**Your assignment**
Please report, as a single number, how many lines in the entries include the string "plant".

** Opening Information provided block **

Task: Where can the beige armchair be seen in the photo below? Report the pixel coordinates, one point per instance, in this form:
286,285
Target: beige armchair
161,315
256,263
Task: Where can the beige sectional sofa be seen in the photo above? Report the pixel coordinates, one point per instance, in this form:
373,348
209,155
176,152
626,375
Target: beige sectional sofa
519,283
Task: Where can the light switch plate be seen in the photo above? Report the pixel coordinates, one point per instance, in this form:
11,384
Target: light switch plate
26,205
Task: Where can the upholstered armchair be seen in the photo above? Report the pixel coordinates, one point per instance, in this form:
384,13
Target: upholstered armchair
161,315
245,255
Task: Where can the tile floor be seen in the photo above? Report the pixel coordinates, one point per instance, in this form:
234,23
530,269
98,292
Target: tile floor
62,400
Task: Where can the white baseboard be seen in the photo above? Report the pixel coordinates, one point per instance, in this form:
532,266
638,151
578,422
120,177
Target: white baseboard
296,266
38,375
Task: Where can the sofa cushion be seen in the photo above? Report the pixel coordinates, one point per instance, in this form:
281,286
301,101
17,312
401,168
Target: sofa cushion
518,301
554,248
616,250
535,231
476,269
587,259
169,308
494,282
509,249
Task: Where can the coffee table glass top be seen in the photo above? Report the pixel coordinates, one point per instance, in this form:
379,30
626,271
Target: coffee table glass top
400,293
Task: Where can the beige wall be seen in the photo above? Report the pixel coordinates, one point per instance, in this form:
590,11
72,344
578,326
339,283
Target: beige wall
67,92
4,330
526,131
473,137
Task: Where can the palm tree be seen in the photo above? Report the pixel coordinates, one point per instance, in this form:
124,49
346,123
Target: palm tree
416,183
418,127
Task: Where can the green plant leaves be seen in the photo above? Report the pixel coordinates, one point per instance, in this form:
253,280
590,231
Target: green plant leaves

** Closing Information provided block **

**Your response**
2